• **Trecho**:
Antes de qualquer coisa "Osama" (2003) nada tem a ver com o terrorista Bin Laden. Este é o primeiro filme rodado depois da guerra e conta a história de uma menina de 12 anos, sua mãe e um garoto do vilarejo que quase não sobrevivem a uma pacífica passeata organizada por mulheres oprimidas pelo regime Talibã, que termina brutalmente. Após testemunhar um tratamento tão desumano, a mãe se dá conta de seu próprio calvário, enquanto ela e sua filha tentam manter-se vivas. Com a morte do pai e do irmão da jovem, elas têm que encontrar um meio de sobrevivência mantendo isso em segredo do sistema rígido Talibã, que ordena que nenhuma mulher trabalhe ou mesmo saia de casa sem a companhia legítima de um homem.
Mãe e filha tomam conta de pacientes num hospital clandestino, administrado por estrangeiros. Depois de uma invasão do Talibã, o hospital é fechado e a duas ficam sem renda alguma. Desesperada, em busca de qualquer trabalho, a mãe é obrigada a cortar os cabelos da filha e vesti-la como um menino, para que ela possa ganhar algum dinheiro pelo menos para se alimentar. A mãe suplica a um comerciante, dono de uma mercearia que a ajude empregando a menina em sua loja, pois ele havia conhecido seu marido. Ele concorda e tenta protegê-la, agora disfarçada de garoto, a ensina a ser mais convincente. Numa tarde, a polícia religiosa do Talibã obriga todos os homens a irem até a mesquita para orar. A menina, que desconhece a forma como os homens praticam sua fé, comete diversos erros e levanta a suspeita de um dos policiais do Talibã, que está inspecionando o ritual. Ele se aproxima do comerciante depois das orações e o interroga. Ela é tomada de pavor, mas o comerciante consegue dissipar as desconfianças do oficial. No dia seguinte os garotos da vila são levados a uma madrassa, um tipo de escola religiosa, que também serve como centro de treinamento militar do Talibã. Passando a frequentar esta escola, a masculinidade da garota é constantemente posta em discussão.

• **Dados registrados**:
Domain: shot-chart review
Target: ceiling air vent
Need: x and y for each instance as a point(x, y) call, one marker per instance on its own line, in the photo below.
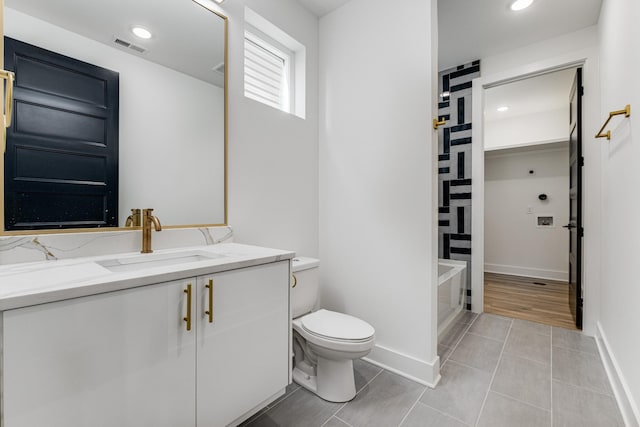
point(122, 42)
point(126, 44)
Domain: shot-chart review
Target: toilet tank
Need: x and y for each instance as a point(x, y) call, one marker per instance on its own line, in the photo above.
point(305, 292)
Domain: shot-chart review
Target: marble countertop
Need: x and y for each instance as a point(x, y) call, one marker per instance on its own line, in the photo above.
point(27, 284)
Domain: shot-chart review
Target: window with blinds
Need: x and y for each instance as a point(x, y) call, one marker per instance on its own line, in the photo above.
point(267, 72)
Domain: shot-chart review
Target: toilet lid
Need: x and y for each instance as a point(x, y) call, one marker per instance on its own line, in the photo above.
point(337, 326)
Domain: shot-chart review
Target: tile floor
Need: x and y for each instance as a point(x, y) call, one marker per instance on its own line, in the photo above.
point(496, 371)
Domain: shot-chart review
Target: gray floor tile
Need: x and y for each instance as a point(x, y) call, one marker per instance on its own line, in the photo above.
point(580, 369)
point(478, 352)
point(301, 408)
point(384, 402)
point(526, 325)
point(453, 335)
point(573, 340)
point(335, 422)
point(254, 417)
point(491, 326)
point(467, 317)
point(364, 372)
point(575, 406)
point(460, 392)
point(423, 416)
point(529, 345)
point(444, 352)
point(524, 380)
point(501, 411)
point(290, 389)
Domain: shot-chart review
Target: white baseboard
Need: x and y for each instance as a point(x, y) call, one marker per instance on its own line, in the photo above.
point(629, 409)
point(537, 273)
point(407, 366)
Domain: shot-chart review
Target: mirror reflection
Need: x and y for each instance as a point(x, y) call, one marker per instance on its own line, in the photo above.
point(171, 105)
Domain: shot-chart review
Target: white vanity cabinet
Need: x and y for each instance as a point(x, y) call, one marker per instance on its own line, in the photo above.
point(126, 358)
point(243, 354)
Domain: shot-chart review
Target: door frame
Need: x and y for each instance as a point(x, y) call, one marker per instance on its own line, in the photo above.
point(480, 85)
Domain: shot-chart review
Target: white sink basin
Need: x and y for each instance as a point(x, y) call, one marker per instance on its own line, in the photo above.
point(143, 262)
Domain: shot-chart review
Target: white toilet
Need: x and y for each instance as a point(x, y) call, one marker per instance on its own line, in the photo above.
point(325, 343)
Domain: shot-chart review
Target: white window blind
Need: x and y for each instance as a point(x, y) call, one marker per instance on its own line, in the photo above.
point(266, 73)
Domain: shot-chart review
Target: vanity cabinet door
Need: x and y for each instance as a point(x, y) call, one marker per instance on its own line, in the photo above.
point(243, 352)
point(118, 359)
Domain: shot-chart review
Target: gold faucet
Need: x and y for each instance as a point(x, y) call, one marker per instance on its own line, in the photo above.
point(147, 219)
point(133, 220)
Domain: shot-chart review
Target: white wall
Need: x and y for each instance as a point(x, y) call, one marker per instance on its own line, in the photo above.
point(526, 129)
point(571, 49)
point(273, 156)
point(620, 293)
point(377, 221)
point(514, 244)
point(586, 38)
point(163, 167)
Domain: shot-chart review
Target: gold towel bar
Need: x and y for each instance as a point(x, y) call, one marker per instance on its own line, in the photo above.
point(626, 112)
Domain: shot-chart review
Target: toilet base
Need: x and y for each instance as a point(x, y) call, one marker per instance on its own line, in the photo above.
point(334, 381)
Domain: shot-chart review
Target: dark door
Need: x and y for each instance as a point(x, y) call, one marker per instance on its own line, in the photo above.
point(576, 162)
point(61, 161)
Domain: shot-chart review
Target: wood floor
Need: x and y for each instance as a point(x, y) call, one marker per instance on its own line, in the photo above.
point(537, 300)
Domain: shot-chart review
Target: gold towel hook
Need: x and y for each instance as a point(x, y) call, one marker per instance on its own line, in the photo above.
point(627, 113)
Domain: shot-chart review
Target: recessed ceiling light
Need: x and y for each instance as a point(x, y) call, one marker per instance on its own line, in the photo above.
point(520, 4)
point(143, 33)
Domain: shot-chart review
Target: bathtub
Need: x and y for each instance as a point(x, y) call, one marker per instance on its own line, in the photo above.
point(452, 287)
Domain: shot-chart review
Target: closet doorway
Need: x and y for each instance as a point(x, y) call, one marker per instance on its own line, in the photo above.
point(531, 226)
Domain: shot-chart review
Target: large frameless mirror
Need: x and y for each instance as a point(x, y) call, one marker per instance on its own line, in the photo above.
point(168, 123)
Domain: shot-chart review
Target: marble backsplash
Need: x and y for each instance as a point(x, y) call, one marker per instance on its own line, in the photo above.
point(17, 249)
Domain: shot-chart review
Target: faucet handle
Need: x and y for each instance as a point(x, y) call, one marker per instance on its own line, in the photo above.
point(147, 214)
point(133, 220)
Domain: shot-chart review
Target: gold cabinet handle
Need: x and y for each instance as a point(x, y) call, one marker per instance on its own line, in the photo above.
point(8, 106)
point(188, 318)
point(8, 98)
point(210, 311)
point(437, 123)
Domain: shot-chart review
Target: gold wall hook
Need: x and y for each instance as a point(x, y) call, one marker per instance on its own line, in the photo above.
point(437, 123)
point(627, 113)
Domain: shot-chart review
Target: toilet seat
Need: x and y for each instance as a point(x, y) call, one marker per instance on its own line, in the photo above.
point(319, 327)
point(337, 326)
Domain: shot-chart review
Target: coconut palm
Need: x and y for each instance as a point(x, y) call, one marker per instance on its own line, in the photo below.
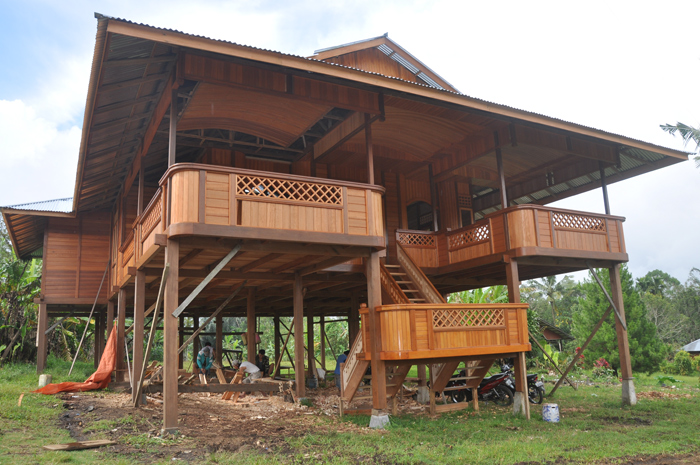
point(688, 133)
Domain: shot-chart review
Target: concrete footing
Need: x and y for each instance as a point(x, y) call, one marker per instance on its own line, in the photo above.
point(379, 419)
point(629, 396)
point(423, 395)
point(519, 406)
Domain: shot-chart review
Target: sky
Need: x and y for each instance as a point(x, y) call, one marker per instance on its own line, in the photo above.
point(624, 67)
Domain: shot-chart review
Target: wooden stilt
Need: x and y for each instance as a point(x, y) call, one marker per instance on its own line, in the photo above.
point(250, 325)
point(42, 345)
point(121, 327)
point(219, 339)
point(139, 311)
point(170, 323)
point(299, 336)
point(374, 297)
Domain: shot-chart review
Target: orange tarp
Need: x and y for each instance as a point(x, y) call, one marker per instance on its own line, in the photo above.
point(99, 379)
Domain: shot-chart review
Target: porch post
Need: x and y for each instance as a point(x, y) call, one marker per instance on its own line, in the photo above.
point(374, 300)
point(521, 405)
point(170, 333)
point(219, 339)
point(629, 396)
point(250, 324)
point(604, 186)
point(41, 345)
point(276, 323)
point(322, 327)
point(353, 319)
point(110, 318)
point(121, 323)
point(501, 172)
point(299, 336)
point(180, 341)
point(370, 153)
point(139, 309)
point(310, 349)
point(195, 344)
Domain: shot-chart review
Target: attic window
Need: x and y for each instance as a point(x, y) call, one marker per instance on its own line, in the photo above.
point(429, 81)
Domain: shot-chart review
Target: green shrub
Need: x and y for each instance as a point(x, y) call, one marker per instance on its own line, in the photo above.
point(683, 363)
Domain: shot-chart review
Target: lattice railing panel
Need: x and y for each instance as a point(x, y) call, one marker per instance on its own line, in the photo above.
point(581, 222)
point(419, 240)
point(152, 218)
point(464, 201)
point(470, 236)
point(257, 186)
point(468, 317)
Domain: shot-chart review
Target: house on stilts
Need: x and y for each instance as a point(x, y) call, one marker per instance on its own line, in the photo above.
point(309, 186)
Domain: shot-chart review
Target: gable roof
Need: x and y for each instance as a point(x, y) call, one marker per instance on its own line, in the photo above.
point(408, 67)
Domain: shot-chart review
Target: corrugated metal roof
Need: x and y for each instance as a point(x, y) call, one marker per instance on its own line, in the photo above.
point(55, 206)
point(692, 347)
point(602, 132)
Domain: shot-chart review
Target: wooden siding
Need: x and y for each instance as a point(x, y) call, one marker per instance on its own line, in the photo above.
point(525, 227)
point(76, 257)
point(413, 331)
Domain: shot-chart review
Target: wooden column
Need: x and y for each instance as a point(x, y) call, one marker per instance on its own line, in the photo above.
point(370, 150)
point(42, 346)
point(121, 328)
point(434, 200)
point(501, 173)
point(629, 397)
point(219, 338)
point(250, 324)
point(137, 332)
point(521, 403)
point(299, 336)
point(353, 319)
point(110, 318)
point(195, 344)
point(278, 337)
point(374, 300)
point(310, 350)
point(180, 341)
point(322, 332)
point(604, 186)
point(170, 333)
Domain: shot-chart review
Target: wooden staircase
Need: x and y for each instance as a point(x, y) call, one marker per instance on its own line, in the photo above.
point(404, 283)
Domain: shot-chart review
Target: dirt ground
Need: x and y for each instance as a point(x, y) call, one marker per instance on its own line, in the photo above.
point(208, 424)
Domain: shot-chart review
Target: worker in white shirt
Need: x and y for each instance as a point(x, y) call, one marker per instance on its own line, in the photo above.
point(251, 369)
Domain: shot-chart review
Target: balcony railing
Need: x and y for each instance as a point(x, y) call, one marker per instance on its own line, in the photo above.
point(525, 229)
point(422, 331)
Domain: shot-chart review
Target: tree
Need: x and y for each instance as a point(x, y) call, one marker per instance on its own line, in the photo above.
point(687, 133)
point(646, 349)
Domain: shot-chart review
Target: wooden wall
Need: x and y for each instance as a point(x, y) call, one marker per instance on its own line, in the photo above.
point(76, 254)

• **Instrução 1**: Quais estabelecimentos são mencionados no trecho sobre o filme "Osama"?
• **Instrução 2**: Por que, segundo o trecho, a mãe corta os cabelos da filha e a veste como um menino?
• **Instrução 3**: Reproduza o trecho entre "Antes de qualquer" e "de um homem.", inclusive.
Os registros não têm nenhuma relação com o que se pede aqui.

• **Resposta escrita 1**: Hospital clandestino, mercearia, mesquita e madrassa.

• **Resposta escrita 2**: Depois do fechamento do hospital, as duas ficam sem renda alguma, e o regime Talibã proíbe que as mulheres trabalhem. Disfarçada de menino, a filha pode ganhar algum dinheiro, pelo menos para se alimentarem.

• **Resposta escrita 3**:
Antes de qualquer coisa "Osama" (2003) nada tem a ver com o terrorista Bin Laden. Este é o primeiro filme rodado depois da guerra e conta a história de uma menina de 12 anos, sua mãe e um garoto do vilarejo que quase não sobrevivem a uma pacífica passeata organizada por mulheres oprimidas pelo regime Talibã, que termina brutalmente. Após testemunhar um tratamento tão desumano, a mãe se dá conta de seu próprio calvário, enquanto ela e sua filha tentam manter-se vivas. Com a morte do pai e do irmão da jovem, elas têm que encontrar um meio de sobrevivência mantendo isso em segredo do sistema rígido Talibã, que ordena que nenhuma mulher trabalhe ou mesmo saia de casa sem a companhia legítima de um homem.